問題の説明: 次のデータのうち、「Find every instance of the bumblebee」を含む行から「<point>597,340</point>」を含む行までを、両端の行も含めてそのまま引用してください。

データ:
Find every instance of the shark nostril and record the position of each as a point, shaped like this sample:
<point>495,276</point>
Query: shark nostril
==
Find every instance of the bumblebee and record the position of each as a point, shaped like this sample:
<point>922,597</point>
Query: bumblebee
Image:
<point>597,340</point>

正解:
Find every instance of the bumblebee and record the position of each as a point, shaped like this sample:
<point>922,597</point>
Query: bumblebee
Image:
<point>597,340</point>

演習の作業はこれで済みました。